What to do -
Your answer should be the lines below from the one holding "Target: parked car" through the one holding "Note: we are tagging the cab", copied exactly and with nothing else.

Data provided -
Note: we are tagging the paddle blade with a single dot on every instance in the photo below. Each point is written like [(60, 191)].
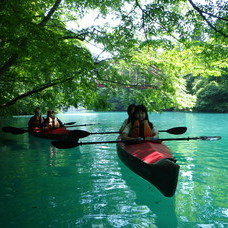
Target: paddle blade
[(79, 134), (70, 123), (176, 130), (64, 144), (210, 138), (14, 130)]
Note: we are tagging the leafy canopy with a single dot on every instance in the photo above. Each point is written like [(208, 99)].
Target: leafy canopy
[(44, 62)]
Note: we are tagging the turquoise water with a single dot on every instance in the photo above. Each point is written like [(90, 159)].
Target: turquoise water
[(88, 186)]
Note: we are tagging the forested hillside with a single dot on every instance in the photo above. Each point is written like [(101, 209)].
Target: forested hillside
[(167, 54)]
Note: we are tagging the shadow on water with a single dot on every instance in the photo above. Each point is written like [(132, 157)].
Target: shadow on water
[(146, 194)]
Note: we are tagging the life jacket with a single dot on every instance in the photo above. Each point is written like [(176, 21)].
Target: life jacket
[(142, 129), (53, 122), (36, 121)]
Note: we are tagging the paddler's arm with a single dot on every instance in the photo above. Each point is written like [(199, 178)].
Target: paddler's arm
[(125, 132)]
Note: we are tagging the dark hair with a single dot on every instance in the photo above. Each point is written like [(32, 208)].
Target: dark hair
[(143, 109), (130, 115)]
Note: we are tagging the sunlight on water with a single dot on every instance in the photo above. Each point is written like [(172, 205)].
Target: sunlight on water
[(88, 186)]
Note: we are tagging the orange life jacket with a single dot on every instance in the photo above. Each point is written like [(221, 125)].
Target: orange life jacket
[(142, 129), (53, 122)]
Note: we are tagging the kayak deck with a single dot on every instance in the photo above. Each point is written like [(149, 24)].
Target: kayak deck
[(153, 162), (55, 134)]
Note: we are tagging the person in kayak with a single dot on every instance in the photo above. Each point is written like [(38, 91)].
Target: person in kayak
[(130, 111), (36, 121), (52, 121), (140, 128)]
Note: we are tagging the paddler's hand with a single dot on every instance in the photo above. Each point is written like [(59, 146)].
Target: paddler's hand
[(153, 139), (138, 139)]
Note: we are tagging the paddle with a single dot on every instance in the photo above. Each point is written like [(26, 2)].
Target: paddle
[(81, 125), (83, 134), (18, 131), (68, 145)]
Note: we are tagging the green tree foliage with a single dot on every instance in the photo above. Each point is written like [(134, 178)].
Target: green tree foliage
[(44, 62)]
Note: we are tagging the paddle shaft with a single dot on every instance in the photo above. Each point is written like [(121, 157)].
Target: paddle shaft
[(155, 140), (67, 144)]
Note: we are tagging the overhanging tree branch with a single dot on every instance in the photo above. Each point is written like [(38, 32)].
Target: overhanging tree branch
[(36, 90), (205, 19)]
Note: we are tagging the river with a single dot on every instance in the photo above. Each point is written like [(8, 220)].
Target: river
[(88, 186)]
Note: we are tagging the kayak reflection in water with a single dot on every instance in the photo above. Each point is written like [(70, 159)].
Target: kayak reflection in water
[(139, 128), (36, 121), (130, 111), (52, 121)]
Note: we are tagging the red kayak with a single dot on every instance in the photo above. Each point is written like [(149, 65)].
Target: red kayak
[(55, 134), (153, 162)]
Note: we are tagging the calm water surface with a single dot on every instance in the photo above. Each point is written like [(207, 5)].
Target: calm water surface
[(88, 186)]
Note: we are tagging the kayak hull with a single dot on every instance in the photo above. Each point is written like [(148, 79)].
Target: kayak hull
[(153, 162), (60, 134)]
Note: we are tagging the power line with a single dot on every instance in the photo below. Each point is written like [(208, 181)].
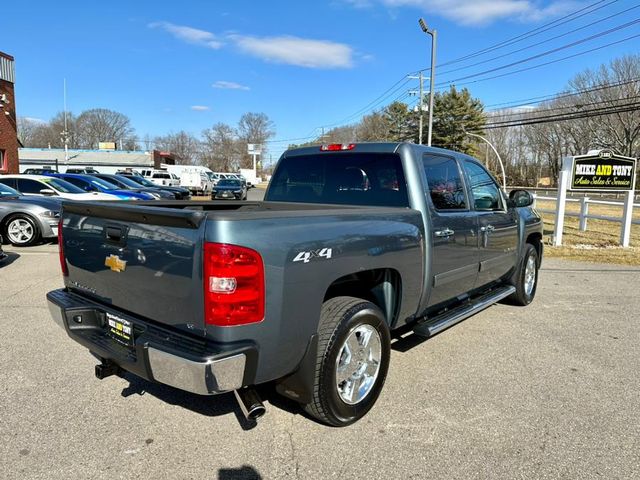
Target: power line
[(531, 33), (545, 53), (552, 61), (600, 20), (553, 96), (596, 112)]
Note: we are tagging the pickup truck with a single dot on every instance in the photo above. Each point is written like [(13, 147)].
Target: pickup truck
[(353, 245)]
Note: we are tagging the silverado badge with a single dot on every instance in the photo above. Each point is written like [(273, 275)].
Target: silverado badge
[(115, 263)]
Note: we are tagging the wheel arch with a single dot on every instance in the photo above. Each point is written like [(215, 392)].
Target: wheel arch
[(380, 286)]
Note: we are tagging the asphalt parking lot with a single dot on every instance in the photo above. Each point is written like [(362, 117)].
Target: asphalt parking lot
[(547, 391)]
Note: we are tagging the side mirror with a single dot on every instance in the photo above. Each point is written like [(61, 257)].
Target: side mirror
[(520, 198)]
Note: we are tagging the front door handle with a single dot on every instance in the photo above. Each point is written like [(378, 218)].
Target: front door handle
[(447, 232)]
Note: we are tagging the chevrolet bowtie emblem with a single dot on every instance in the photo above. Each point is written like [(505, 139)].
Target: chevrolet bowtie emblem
[(115, 263)]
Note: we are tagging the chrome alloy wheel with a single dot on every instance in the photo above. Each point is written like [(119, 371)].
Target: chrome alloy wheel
[(358, 364), (20, 231), (530, 275)]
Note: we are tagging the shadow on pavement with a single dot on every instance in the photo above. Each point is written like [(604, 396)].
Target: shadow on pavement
[(9, 259), (246, 472)]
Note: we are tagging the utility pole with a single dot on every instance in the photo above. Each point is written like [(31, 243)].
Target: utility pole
[(65, 133), (434, 35), (420, 92)]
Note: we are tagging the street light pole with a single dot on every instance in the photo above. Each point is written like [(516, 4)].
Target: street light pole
[(434, 37), (504, 177)]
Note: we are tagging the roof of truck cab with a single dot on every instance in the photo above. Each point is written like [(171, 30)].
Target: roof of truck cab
[(366, 147)]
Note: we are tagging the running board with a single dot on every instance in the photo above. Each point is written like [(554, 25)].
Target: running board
[(443, 321)]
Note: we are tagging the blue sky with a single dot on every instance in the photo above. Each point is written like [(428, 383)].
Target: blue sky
[(186, 65)]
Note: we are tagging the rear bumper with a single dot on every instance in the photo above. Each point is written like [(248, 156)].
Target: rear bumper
[(160, 354)]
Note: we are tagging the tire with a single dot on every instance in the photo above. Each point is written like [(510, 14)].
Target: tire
[(525, 278), (21, 231), (349, 327)]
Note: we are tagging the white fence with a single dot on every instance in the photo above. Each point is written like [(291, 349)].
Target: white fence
[(584, 214)]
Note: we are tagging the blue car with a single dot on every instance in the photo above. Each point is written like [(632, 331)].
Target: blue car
[(90, 183)]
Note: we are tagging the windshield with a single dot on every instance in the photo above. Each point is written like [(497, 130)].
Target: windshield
[(141, 181), (126, 181), (8, 191), (345, 179), (227, 182), (62, 185)]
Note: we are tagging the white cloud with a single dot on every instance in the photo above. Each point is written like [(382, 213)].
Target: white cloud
[(290, 50), (189, 34), (297, 51), (229, 85), (482, 12)]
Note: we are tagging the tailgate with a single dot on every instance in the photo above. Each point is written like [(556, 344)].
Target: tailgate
[(140, 259)]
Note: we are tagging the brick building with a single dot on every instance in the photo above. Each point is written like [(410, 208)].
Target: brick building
[(8, 126)]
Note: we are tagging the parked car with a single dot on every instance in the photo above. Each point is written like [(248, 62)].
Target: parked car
[(353, 244), (25, 220), (125, 183), (196, 181), (90, 183), (50, 186), (84, 171), (39, 171), (161, 177), (229, 189), (179, 192)]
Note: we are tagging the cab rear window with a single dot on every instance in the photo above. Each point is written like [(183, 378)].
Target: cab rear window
[(342, 178)]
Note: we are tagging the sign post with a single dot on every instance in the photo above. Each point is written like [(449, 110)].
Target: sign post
[(602, 171), (254, 150)]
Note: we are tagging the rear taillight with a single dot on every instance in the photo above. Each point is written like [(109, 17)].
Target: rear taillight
[(63, 260), (333, 147), (234, 291)]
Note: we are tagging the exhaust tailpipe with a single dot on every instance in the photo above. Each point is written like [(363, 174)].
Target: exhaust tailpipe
[(250, 403), (106, 369)]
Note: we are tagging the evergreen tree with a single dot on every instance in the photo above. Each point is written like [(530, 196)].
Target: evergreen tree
[(401, 122), (455, 112)]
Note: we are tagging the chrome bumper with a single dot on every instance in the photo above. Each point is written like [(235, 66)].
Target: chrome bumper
[(216, 374)]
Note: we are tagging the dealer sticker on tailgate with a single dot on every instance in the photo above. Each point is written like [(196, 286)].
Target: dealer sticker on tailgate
[(120, 329)]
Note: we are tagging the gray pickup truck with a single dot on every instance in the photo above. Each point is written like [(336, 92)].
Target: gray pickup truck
[(354, 245)]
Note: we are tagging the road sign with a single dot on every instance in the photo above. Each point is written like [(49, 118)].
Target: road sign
[(254, 148), (603, 170)]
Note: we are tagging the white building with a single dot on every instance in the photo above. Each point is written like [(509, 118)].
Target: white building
[(104, 161)]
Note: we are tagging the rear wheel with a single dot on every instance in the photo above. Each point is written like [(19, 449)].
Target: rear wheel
[(21, 231), (526, 277), (352, 360)]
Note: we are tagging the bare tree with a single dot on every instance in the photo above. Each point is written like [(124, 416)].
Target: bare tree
[(183, 145), (103, 125), (254, 128), (220, 149)]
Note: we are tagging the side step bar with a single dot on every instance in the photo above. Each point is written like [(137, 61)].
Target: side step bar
[(434, 325)]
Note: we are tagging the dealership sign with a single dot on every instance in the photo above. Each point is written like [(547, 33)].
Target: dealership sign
[(603, 170)]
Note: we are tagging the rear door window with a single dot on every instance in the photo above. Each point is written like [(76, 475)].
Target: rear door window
[(485, 191), (341, 178), (444, 183), (26, 185)]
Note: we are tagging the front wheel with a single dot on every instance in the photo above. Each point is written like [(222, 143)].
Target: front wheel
[(526, 277), (22, 231), (352, 360)]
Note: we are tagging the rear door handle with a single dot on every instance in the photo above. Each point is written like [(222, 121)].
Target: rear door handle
[(447, 232)]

Final answer -
Target: parked car
[(353, 244), (25, 220), (125, 183), (196, 181), (90, 183), (50, 186), (84, 171), (39, 171), (161, 177), (229, 189), (179, 192)]
Note: we are tagging the cab rear window with a single dot on every instance in the photo above. Each point is written like [(183, 378)].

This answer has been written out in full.